WHAT YOU SHOULD DO →
Format the lines from the start of the rows up to and including the line with "269L551 285L570 278L571" as a JSON list of strings, one string per line. Leave out any blank lines.

Dataset entries →
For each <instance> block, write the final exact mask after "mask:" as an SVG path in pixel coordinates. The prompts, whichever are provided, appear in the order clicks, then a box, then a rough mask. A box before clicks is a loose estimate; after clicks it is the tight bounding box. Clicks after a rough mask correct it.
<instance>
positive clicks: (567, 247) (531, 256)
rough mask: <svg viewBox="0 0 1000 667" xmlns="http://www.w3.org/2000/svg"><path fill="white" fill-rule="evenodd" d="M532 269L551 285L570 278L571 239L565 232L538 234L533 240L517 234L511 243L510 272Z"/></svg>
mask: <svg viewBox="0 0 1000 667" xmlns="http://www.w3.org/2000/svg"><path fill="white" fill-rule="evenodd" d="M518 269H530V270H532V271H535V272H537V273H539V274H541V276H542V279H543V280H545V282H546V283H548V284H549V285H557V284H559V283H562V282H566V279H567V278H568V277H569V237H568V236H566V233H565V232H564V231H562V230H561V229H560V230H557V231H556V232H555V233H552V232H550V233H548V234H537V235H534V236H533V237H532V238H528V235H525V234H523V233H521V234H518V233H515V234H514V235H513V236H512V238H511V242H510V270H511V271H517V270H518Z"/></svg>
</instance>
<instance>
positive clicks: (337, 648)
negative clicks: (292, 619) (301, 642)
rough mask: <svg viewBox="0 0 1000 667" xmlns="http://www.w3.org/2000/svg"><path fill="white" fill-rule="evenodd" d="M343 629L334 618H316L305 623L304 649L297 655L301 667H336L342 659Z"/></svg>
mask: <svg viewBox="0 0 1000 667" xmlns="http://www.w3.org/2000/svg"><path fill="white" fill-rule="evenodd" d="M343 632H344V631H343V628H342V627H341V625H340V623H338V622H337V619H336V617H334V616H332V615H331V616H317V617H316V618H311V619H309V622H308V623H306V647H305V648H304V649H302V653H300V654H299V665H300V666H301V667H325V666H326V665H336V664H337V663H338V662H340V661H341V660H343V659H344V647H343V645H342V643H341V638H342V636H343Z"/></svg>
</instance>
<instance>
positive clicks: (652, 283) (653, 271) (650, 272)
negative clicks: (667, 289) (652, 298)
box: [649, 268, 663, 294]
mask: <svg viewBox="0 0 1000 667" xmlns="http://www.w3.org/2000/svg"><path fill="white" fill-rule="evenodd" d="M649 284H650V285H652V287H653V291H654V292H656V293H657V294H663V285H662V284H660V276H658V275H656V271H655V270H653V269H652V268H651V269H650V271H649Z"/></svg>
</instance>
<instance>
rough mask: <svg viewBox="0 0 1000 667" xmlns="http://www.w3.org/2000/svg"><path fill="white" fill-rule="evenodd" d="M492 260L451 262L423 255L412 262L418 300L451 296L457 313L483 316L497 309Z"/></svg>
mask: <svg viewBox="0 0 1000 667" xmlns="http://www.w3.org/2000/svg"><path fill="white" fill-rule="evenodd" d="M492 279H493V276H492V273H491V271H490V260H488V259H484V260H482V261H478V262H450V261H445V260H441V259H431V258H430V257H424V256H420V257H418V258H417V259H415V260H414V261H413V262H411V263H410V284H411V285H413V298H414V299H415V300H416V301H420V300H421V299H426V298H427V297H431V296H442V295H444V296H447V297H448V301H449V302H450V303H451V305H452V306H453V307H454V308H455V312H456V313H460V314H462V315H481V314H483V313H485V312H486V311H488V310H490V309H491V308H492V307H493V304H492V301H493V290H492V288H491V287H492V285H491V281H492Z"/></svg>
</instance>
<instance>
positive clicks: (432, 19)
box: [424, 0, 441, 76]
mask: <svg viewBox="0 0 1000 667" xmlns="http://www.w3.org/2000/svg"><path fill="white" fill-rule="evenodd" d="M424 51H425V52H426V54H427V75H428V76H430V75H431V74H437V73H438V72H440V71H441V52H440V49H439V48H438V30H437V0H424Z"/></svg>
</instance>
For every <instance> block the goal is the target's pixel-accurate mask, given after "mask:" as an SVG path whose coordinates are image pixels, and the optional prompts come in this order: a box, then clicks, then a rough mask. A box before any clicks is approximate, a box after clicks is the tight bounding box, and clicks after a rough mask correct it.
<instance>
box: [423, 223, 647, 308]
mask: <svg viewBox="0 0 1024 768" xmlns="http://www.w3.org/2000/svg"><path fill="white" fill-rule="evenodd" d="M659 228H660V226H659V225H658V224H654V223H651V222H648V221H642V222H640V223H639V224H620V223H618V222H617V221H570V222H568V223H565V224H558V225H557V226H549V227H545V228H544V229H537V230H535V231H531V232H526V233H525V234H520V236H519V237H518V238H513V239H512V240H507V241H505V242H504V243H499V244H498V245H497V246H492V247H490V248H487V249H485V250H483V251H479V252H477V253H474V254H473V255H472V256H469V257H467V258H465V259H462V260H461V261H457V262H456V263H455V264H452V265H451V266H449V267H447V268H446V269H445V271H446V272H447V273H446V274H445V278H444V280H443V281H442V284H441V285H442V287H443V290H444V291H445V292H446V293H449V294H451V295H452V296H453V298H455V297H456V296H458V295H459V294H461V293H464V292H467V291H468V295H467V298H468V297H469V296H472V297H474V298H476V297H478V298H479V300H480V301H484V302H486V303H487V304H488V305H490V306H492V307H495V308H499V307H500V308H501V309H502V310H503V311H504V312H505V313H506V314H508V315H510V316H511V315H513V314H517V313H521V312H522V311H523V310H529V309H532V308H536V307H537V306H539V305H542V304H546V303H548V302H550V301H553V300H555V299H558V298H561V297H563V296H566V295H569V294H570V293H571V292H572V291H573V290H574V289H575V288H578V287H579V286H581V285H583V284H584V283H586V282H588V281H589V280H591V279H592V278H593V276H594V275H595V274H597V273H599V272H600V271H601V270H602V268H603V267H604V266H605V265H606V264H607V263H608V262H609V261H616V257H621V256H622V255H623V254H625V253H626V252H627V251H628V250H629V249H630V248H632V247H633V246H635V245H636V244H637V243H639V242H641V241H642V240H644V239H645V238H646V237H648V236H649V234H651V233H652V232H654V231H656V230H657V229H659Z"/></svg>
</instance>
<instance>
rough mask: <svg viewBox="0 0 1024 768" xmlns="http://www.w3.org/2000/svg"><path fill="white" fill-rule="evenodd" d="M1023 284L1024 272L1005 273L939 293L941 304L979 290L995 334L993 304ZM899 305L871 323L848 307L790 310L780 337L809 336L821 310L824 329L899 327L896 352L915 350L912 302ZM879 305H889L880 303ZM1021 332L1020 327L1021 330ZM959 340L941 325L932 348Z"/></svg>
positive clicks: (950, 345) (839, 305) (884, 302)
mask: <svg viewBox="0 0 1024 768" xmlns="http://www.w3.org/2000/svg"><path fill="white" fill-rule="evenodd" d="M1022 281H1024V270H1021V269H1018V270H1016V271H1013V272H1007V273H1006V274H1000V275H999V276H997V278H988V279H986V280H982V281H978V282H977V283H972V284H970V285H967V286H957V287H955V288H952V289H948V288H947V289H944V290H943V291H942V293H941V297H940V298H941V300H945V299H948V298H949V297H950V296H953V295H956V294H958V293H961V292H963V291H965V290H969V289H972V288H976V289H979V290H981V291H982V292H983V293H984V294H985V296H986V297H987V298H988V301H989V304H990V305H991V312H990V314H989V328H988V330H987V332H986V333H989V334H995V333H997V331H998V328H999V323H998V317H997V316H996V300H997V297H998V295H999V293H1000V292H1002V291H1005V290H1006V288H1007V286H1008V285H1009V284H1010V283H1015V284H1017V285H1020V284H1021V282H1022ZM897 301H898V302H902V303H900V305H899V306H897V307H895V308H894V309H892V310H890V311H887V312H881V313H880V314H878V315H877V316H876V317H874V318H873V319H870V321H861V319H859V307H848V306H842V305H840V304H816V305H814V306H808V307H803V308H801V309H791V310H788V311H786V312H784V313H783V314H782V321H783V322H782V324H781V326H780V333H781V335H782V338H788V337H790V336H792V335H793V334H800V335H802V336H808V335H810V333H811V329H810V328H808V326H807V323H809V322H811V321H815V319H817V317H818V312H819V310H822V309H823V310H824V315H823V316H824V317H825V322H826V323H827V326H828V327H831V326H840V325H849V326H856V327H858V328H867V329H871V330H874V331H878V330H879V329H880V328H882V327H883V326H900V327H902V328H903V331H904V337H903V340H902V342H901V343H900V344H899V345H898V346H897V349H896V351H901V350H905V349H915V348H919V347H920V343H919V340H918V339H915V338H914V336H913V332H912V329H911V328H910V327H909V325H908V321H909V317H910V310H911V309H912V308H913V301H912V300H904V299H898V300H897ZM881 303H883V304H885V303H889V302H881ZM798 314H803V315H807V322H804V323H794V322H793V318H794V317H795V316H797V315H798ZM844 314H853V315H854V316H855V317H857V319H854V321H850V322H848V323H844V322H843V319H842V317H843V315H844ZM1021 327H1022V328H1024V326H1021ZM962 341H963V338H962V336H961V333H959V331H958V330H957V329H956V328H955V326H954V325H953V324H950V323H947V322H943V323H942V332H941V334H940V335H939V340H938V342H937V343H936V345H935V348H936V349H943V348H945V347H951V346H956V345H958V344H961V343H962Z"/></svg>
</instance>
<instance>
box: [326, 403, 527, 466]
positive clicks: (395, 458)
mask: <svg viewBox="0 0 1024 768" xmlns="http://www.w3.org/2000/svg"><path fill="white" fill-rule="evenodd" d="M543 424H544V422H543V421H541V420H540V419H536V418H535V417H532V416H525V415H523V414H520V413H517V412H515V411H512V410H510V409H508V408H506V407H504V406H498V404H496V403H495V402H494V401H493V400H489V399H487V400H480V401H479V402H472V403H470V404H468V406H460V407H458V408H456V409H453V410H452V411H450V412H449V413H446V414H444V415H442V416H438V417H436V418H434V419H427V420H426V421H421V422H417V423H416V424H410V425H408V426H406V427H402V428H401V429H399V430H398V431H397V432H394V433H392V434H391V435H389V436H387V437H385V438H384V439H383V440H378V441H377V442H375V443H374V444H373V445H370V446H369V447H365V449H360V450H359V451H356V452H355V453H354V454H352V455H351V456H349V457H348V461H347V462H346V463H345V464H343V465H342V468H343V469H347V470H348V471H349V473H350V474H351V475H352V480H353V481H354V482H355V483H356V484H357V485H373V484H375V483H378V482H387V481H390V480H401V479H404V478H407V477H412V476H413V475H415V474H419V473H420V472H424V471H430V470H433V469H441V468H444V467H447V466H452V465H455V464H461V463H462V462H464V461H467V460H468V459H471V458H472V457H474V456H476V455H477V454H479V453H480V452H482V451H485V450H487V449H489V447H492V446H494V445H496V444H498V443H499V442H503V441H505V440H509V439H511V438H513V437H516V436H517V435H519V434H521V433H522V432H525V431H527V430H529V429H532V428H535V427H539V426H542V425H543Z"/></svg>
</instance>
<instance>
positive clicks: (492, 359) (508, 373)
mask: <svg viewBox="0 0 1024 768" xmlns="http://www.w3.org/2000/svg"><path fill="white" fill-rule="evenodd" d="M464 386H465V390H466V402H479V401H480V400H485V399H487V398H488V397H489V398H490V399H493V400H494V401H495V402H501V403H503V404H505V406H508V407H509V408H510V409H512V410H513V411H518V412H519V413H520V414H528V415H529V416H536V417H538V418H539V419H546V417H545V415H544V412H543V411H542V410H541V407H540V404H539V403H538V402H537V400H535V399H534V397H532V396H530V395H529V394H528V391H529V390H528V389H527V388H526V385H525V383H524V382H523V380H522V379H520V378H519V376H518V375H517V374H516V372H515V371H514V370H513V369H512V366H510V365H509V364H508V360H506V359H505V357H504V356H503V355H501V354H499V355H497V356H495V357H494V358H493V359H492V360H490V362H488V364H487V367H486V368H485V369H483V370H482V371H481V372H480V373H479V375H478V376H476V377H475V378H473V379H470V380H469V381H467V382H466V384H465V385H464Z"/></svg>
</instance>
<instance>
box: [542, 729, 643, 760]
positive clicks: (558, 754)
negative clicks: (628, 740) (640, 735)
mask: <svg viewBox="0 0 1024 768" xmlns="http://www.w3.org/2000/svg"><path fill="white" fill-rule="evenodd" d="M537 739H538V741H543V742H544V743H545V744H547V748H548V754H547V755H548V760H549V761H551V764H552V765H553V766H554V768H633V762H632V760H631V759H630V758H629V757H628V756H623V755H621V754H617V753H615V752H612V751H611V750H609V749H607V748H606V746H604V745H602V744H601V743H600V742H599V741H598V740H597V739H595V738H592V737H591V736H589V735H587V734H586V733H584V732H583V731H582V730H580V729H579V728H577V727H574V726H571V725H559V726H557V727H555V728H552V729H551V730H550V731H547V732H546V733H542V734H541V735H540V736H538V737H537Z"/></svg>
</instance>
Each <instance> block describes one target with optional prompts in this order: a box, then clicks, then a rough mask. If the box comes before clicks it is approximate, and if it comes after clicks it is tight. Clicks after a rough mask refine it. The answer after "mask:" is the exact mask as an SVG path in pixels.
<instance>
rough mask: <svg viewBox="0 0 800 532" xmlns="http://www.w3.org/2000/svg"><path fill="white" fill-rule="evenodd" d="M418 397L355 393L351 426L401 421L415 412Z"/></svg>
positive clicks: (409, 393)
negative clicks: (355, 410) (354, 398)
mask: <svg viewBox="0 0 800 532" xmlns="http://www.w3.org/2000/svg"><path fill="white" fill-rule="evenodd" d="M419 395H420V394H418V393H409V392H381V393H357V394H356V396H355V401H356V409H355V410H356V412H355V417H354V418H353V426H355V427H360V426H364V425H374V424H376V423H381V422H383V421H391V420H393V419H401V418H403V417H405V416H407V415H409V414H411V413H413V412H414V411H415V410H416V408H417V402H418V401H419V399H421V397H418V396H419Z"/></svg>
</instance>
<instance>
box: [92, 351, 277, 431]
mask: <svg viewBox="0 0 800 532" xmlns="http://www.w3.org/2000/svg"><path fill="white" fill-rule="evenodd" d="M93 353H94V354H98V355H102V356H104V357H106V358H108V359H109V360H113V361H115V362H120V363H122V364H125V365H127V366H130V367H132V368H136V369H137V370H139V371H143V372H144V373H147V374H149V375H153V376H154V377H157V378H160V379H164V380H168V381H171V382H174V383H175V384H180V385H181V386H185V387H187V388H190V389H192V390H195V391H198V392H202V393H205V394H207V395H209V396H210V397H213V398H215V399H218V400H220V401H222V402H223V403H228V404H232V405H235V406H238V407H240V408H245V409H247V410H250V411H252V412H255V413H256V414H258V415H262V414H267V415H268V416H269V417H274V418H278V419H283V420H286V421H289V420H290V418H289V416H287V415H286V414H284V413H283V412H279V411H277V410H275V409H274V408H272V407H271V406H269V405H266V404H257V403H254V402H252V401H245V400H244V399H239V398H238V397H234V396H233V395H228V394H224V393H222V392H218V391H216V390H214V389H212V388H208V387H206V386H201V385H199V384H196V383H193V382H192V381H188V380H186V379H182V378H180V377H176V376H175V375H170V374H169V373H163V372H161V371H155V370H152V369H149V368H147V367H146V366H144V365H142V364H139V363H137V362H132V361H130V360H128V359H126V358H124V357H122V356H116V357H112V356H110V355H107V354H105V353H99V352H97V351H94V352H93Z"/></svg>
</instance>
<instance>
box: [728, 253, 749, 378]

TASK RESPONSE →
[
  "For each <instance> block, write the final exact mask after \"mask:\" as an SVG path in pixel coordinates. The prompts, whichever are provided, appear in the order clicks, then a box, then a rough mask. A box before clicks is a loose estimate; after clicks it is the tight bounding box. Clicks after a rough mask correct it.",
  "<instance>",
  "positive clicks: (567, 247) (531, 256)",
  "rough mask: <svg viewBox=\"0 0 1000 667\" xmlns=\"http://www.w3.org/2000/svg\"><path fill=\"white\" fill-rule=\"evenodd\" d=\"M532 269L551 285L570 278L571 239L565 232L538 234L533 240L517 234L511 243L510 272Z\"/></svg>"
]